--- begin ---

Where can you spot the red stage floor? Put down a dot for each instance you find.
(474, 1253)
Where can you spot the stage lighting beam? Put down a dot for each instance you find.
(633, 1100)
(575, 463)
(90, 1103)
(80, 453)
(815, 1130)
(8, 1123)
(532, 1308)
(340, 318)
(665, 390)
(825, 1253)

--- end ---

Please copy out all of the material above, swapping "stage" for "theater" wherever it occurs and leaving everything else as it is.

## Written response
Where can you spot the red theater floor? Put down a dot for each instance you find.
(474, 1253)
Where can you spot the theater lighting beam? Put down a dot for each instance you find.
(633, 1100)
(575, 463)
(90, 1103)
(80, 453)
(815, 1130)
(8, 1123)
(532, 1308)
(340, 318)
(665, 390)
(825, 1253)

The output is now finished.